Assigned task: Omit the images and reproduce the rest of the entries exactly.

-------- Input data

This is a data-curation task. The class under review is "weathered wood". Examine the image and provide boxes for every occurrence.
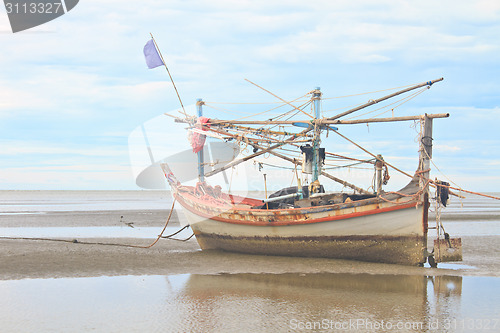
[209,119,301,125]
[419,115,433,208]
[327,78,444,121]
[207,126,371,195]
[241,140,371,195]
[209,113,448,126]
[326,113,449,125]
[204,141,284,177]
[320,171,371,195]
[204,126,313,177]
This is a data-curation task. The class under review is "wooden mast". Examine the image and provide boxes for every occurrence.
[196,99,205,182]
[420,114,433,192]
[311,87,322,186]
[419,114,433,264]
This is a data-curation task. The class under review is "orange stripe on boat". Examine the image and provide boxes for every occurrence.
[175,193,418,226]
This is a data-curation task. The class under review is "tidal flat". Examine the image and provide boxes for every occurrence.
[0,190,499,332]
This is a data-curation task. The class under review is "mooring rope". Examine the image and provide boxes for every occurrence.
[0,197,196,247]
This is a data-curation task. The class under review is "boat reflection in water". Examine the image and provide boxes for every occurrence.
[166,273,463,332]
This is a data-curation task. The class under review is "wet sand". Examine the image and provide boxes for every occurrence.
[1,210,499,280]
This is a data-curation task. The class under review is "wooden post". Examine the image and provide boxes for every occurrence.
[312,87,322,186]
[263,173,269,209]
[420,114,433,188]
[420,114,432,262]
[196,99,205,182]
[375,154,383,195]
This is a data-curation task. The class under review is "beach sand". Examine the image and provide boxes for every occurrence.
[1,210,499,280]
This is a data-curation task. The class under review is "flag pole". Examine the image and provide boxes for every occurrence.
[149,33,188,117]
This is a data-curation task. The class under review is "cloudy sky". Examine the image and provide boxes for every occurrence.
[0,0,499,192]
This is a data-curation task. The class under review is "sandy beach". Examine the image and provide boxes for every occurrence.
[1,209,499,281]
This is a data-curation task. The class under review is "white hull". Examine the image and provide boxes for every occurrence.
[174,187,429,265]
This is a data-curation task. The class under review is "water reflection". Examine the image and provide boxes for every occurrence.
[171,273,464,332]
[2,273,498,332]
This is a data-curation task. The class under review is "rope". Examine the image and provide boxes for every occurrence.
[430,180,500,201]
[204,103,258,115]
[344,87,428,121]
[322,102,367,114]
[321,82,419,100]
[207,92,311,122]
[0,198,196,247]
[330,127,413,178]
[204,99,309,105]
[418,146,500,201]
[379,173,431,205]
[254,160,296,170]
[245,79,314,119]
[206,82,417,104]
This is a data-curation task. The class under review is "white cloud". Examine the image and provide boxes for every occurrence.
[434,144,462,153]
[0,0,499,190]
[0,140,125,157]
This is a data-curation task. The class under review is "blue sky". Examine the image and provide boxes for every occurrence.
[0,0,499,192]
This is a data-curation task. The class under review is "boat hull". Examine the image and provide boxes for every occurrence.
[178,195,427,265]
[194,232,425,265]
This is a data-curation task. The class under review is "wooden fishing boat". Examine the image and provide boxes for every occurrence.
[160,78,462,266]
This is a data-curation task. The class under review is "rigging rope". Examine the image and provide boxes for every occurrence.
[330,127,413,178]
[207,92,311,122]
[344,87,428,121]
[321,82,419,100]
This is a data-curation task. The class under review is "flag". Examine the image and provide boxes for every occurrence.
[143,39,164,69]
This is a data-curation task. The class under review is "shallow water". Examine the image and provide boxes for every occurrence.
[0,190,172,213]
[0,273,498,332]
[0,191,499,332]
[0,226,193,239]
[0,220,498,240]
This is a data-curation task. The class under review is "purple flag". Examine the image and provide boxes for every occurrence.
[143,39,164,69]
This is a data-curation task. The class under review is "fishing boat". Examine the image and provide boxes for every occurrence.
[159,78,462,266]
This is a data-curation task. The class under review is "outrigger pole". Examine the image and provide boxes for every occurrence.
[199,78,446,195]
[208,113,449,126]
[327,77,444,121]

----------------

Response to this exercise:
This is a data-curation task. The class under review is "weathered wood". Examine the image and provide boxes for every occurrence.
[209,119,301,125]
[419,115,433,208]
[327,78,444,121]
[207,126,371,195]
[241,140,371,195]
[209,113,448,126]
[326,113,449,125]
[204,141,284,177]
[320,171,371,195]
[204,126,313,177]
This is a data-curation task. The class under review is "wooden mast". Examine the image and provide boxes for every occurrence.
[196,99,205,182]
[420,114,433,192]
[311,87,322,186]
[419,114,433,264]
This is a data-curation task. The class under review is "orange stripe on boat". Examine the image and provide boxes for every occurrence.
[175,193,418,226]
This is a data-curation task. The class under review is "tidal flat". Examine the image and provide boxes for every occurrence.
[0,190,499,332]
This is a data-curation task. The class under review is "mooring rope". Examine the image and provide boxes for every occurrence.
[0,197,196,247]
This is a data-curation task. The class under review is "boat reflection in water". Examine the image and provide boxes for every occurrence.
[166,273,463,332]
This is a data-curation task. The class under review is "wet sand". Examine the image and provide boxes for every occurrence.
[1,210,499,280]
This is a data-curation task. The class under review is "wooden post". Examine the image and provide boxes for every occurrence.
[312,87,322,186]
[263,173,269,209]
[420,114,433,188]
[420,114,432,262]
[196,99,205,182]
[375,154,383,195]
This is a data-curation task. The class under review is "beach sand". Examine the image and provide boxes for every occurrence.
[1,210,499,280]
This is a data-curation task. The class under review is "flag pole". Examine the image and provide boxes for every occurrence.
[149,33,188,117]
This is a data-curation task. The class under review is "cloudy sky". Examine the image and provide boxes for every occurrence.
[0,0,499,192]
This is a data-curation task. The class under review is "sandy beach". Examine the image and provide boxes for every occurrence.
[1,209,499,281]
This is a data-curation task. The class under review is "white hull". Examine the image and provide boxes for every occurrence.
[174,187,429,265]
This is a data-curation task. The class under review is "water reflection". Examine the image and provide boxes for every occurrence.
[171,273,464,332]
[2,273,498,332]
This is a data-curation task. The class under review is "rope". Examine the image and provide boxes for every occurrence.
[430,180,500,201]
[204,103,258,115]
[344,87,428,121]
[322,102,367,114]
[321,82,419,100]
[207,92,311,122]
[0,198,196,247]
[330,127,413,178]
[204,99,309,105]
[418,146,500,201]
[379,173,431,205]
[254,160,296,170]
[245,79,314,119]
[206,82,417,104]
This is a data-curation task. The class under review is "white cloud". Examine the image and provide boxes for every occurrence.
[434,144,462,153]
[0,0,499,190]
[0,140,125,157]
This is a data-curation task. The class under review is "blue sky". Examine the image and provide boxes for every occurrence.
[0,0,499,192]
This is a data-curation task. The class under review is "boat hull". Examine the image and provide boxes for every occurrence.
[178,195,427,265]
[194,232,425,265]
This is a data-curation task. The class under review is "wooden fishing boat". Examine the image and provide boxes for every occurrence.
[160,78,462,266]
This is a data-curation task. The class under review is "rigging rope". Examine the image and provide boxes for every occurrence.
[330,127,413,178]
[207,92,311,122]
[344,87,428,121]
[321,82,419,100]
This is a data-curation task. The class under review is "flag". Examine the image and provide boxes for every occurrence.
[143,39,164,69]
This is a data-curation task. The class under review is "shallow water". Examine the image and provide boxes for every occurrence.
[0,190,172,213]
[0,273,498,332]
[0,191,499,332]
[0,226,193,239]
[0,220,498,240]
This is a data-curation task. The class under review is "purple flag". Examine the image and provide boxes for every occurrence.
[143,39,164,69]
This is a data-curation task. The class under review is "fishing boat". Examine the image and provide boxes for every occurrence.
[159,78,462,266]
This is a data-curation task. The class under review is "outrigger pole". Examine the image and provide boxes for every occurrence.
[199,78,446,195]
[208,113,449,126]
[327,77,444,121]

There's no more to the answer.